- _REQUIRED ACTION 1_
In the post about the hospital employee fired for snooping, how was the employee caught?
- _REQUIRED ACTION 2_
Write out the hospital snooping post word for word from "Some good security" to "and law non-compliance?".

- _GIVEN PASSAGE_
+ + + + +
HIPAA Company-Applied Sanction: Hospital Employee Fired For Snooping Through 431 Patient Files
I thought it would be a good follow-up to my post from Saturday to point out a recent instance for how HIPAA covered entities (CEs) are applying their own organizational sanctions against personnel who violate their information security and privacy policies that are also violations of the HIPAA requirements...
It appears that the Catskill Regional Medical Center in Harris, New York takes the HIPAA requirements seriously and obviously has put some controls in place to catch employees who are looking through patient files when they have no job need to do so.
"CRMC employee fired for unauthorized access to patient files"
The employee was fired for looking through 431 files of patients who she knew or worked with.
Some good security practices were likely in place to be able to catch this employee:
- The employee was caught as a result of an audit. This means that there were access logs of some type(s) in place to document whenever someone accessed patient files. Does your organization log whenever someone accesses the personally identifiable information (PII) within your enterprise?
- The snooped-upon patients were notified. This is not only a good breach response practice, it is also required by at least 46 U.S. breach notice laws.
- The hospital actively enforced the sanctions for non-compliance with their own internal policies as well as with federal laws. Does your organization consistently enforce sanctions for policy and law non-compliance?
- The hospital likely had ongoing awareness communications and regular training in place to be able to fire the employee. Do you have effective training, such as this and this, and ongoing awareness communications, such as this, in place?
This is also a good example of the insider threat. In this case, according to the report, it sounds like the motivation for the person to snoop was merely curiosity...she had access so she took advantage of that access even though she had no business need to look at the records.
Wonder how many of the physical, hard copy records she snooped through, too? It's harder to log access to papers as opposed to digital files.
+ + + + +
Extracted records

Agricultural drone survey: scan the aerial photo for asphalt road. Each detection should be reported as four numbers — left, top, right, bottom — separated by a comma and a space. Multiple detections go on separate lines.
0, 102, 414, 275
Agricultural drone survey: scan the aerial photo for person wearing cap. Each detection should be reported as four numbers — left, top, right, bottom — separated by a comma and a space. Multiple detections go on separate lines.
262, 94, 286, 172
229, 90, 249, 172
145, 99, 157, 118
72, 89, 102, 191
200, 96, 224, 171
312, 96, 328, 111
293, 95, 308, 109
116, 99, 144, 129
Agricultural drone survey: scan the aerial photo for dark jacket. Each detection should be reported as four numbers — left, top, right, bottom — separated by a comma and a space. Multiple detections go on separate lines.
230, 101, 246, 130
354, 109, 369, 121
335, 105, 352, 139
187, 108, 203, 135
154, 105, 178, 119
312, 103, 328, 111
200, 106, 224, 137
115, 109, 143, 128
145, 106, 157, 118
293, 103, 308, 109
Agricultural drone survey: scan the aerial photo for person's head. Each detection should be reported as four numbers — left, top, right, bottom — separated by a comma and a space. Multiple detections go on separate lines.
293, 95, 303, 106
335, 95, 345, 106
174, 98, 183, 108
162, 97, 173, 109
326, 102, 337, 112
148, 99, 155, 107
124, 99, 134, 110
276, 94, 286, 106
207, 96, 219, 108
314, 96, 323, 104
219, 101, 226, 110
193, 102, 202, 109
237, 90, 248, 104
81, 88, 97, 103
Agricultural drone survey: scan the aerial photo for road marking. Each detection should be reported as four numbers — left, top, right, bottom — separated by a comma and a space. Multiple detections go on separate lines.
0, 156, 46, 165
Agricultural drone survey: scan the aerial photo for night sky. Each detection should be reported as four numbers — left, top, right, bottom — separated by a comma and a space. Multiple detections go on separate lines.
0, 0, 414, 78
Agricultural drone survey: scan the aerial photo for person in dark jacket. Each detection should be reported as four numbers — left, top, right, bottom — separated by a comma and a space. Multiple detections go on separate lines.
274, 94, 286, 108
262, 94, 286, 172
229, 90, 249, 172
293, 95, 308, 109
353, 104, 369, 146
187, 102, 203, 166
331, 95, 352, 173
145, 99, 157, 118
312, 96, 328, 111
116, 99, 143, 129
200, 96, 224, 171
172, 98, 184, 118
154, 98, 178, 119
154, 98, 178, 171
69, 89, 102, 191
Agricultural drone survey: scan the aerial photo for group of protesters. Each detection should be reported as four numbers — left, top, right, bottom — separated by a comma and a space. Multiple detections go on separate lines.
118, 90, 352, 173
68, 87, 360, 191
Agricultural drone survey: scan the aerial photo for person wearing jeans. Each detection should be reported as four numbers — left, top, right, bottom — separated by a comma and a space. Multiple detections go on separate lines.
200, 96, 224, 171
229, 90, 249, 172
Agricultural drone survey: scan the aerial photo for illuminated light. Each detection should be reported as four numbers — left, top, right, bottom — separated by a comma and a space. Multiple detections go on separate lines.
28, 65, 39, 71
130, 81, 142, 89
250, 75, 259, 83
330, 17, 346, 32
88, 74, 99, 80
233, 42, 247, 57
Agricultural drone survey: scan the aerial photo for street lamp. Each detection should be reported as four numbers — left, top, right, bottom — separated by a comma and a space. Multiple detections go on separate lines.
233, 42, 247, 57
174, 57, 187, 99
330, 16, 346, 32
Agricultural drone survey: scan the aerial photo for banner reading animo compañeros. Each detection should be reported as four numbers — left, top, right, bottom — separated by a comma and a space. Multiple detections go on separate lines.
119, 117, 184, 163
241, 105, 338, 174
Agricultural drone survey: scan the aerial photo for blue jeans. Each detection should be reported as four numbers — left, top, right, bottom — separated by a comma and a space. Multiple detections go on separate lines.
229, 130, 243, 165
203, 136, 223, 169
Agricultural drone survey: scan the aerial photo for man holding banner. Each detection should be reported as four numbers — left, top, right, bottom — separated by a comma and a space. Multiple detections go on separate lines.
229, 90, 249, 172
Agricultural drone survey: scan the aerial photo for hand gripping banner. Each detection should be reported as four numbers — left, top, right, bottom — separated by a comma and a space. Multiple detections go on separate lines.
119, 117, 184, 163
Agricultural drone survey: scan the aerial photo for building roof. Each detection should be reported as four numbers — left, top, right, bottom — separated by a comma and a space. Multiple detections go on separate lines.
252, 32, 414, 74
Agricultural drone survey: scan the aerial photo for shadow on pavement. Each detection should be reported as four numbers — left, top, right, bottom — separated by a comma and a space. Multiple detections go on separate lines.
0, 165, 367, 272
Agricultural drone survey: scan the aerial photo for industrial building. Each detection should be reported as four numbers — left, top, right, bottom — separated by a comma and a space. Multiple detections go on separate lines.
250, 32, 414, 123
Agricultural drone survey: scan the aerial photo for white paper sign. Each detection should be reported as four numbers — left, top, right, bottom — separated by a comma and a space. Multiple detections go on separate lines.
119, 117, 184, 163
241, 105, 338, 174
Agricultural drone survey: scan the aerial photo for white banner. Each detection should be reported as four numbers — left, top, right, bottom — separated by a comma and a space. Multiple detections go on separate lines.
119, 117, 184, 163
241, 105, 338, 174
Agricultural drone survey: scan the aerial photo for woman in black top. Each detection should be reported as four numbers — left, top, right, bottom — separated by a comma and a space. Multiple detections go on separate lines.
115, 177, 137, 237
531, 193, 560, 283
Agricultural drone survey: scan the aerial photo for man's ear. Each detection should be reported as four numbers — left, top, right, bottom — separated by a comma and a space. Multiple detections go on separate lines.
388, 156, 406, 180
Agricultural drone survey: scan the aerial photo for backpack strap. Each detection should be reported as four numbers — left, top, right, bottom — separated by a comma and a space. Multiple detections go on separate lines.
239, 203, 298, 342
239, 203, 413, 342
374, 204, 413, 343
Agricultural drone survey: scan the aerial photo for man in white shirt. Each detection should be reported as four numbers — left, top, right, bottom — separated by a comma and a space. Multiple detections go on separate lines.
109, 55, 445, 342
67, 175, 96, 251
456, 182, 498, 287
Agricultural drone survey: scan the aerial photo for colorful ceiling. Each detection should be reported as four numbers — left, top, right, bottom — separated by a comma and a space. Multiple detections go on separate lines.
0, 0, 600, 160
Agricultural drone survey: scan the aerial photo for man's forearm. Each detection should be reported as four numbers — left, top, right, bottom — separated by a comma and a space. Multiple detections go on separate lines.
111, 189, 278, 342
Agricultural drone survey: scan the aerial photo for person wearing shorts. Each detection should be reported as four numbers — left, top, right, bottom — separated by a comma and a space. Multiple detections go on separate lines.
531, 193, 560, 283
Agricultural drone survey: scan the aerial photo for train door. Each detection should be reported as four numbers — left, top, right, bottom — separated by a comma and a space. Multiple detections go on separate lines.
+ + + + +
- _TASK OUTPUT 1_
As a result of an audit.

- _TASK OUTPUT 2_
Some good security practices were likely in place to be able to catch this employee:
- The employee was caught as a result of an audit. This means that there were access logs of some type(s) in place to document whenever someone accessed patient files. Does your organization log whenever someone accesses the personally identifiable information (PII) within your enterprise?
- The snooped-upon patients were notified. This is not only a good breach response practice, it is also required by at least 46 U.S. breach notice laws.
- The hospital actively enforced the sanctions for non-compliance with their own internal policies as well as with federal laws. Does your organization consistently enforce sanctions for policy and law non-compliance?